Exercise task A: In the article on forest-fueled BECCS below, what is the name of the carbon-flow model the authors developed?

====== Given text

A new Nature Sustainability paper just delivered a hard verdict on one of the most politically popular forms of carbon removal in Europe: burning trees to make electricity, then capturing the CO2. The answer, from Timothy Searchinger and colleagues at Princeton and the World Resources Institute, is that forest-fuelled BECCS (bioenergy with carbon capture and storage) will not produce net negative emissions for more than 150 years, emits more than unabated natural gas for decades, and roughly triples to quadruples the cost of electricity.
Why this matters
BECCS is load-bearing in most climate models. When the IPCC sketches pathways to 1.5 or 2 degrees, a huge share of the “negative emissions” wedge is BECCS. Integrated assessment models usually assume that biomass comes from dedicated energy crops on dedicated land. But actual policy is drifting elsewhere. European governments, including the UK’s Drax subsidy regime, are putting public money behind BECCS fuelled by wood from existing forests. Searchinger’s team built a model to test whether that real-world version of BECCS does what the theoretical version is supposed to do. It doesn’t.
What the model actually shows
The authors developed a transparent carbon-flow model called BECCS-Wood that tracks every tonne of carbon from standing tree to smokestack. They ran multiple sourcing scenarios, including US average wood supply, northeastern US forests, residues only, and blends with fast-growing plantations. Three headline results: No negative emissions for 150+ years. Across the realistic scenarios, cumulative emissions from a sustained BECCS programme stay positive for a century and a half. The climate math simply does not cross into negative territory on any timescale that matters for Paris goals. Worse than unabated gas for decades. A BECCS plant burning forest wood produces higher cumulative emissions than a natural gas plant with no capture at all, for decades after start-up. That is a striking claim. It means a policy designed to remove carbon performs worse, near-term, than the fossil fuel it is meant to displace, and worse than the fossil fuel even without any capture equipment. Electricity costs roughly 3.5x higher. Relative to alternatives, BECCS-from-forest-wood comes in at about three and a half times the cost per unit of electricity. Even a generous blend, half residues and half fast-growing plantations, only modestly improves the picture.

============

Exercise task B: Pick out every line in the rows below that contains the string "elephant", treating uppercase and lowercase letters as different.

====== Input data

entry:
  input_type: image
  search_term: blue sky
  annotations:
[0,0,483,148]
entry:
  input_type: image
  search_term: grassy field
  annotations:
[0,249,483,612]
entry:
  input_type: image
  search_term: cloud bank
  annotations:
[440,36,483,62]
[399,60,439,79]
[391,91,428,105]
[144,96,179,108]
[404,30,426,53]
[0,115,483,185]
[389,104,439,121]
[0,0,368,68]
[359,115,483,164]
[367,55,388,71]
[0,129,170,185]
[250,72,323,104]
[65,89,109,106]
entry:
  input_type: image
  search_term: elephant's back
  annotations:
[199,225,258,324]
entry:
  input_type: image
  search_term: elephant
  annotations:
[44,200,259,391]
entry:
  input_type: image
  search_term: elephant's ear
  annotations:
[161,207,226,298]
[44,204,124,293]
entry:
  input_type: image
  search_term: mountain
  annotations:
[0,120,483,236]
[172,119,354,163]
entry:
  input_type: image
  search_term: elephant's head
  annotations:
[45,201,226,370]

============
====== Input data

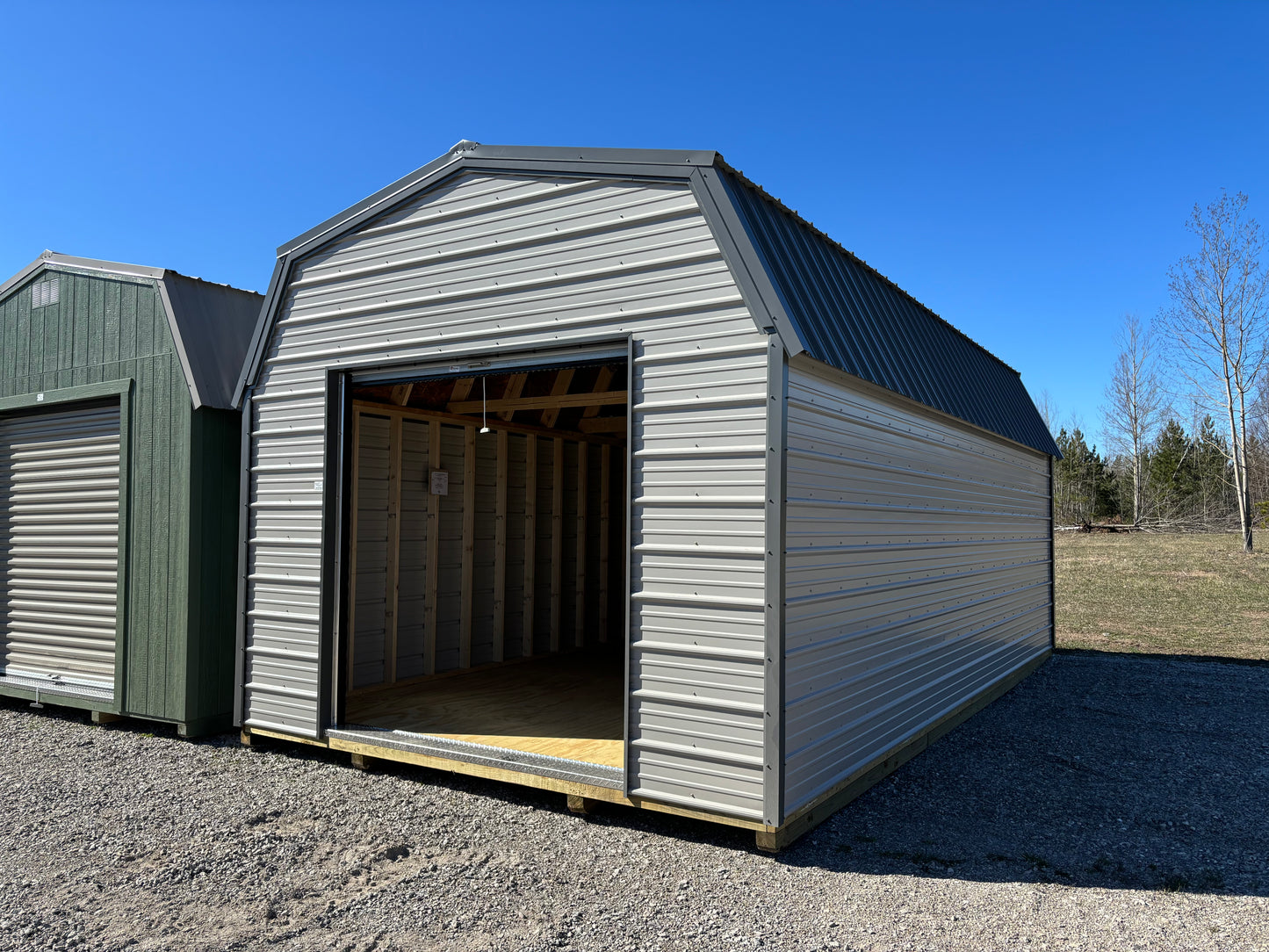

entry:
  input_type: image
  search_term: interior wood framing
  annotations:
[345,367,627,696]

============
====== Input data

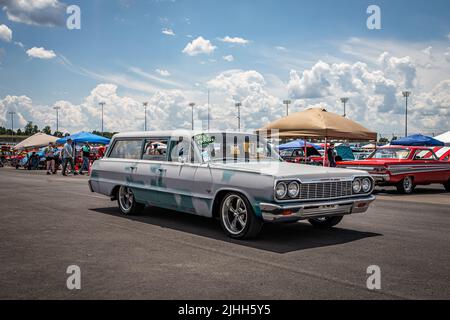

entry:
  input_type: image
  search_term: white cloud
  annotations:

============

Full solution A: BECCS-Wood

Full solution B:
  search_term: elephant's back
  search_term: elephant
  search_term: elephant's ear
  search_term: elephant's head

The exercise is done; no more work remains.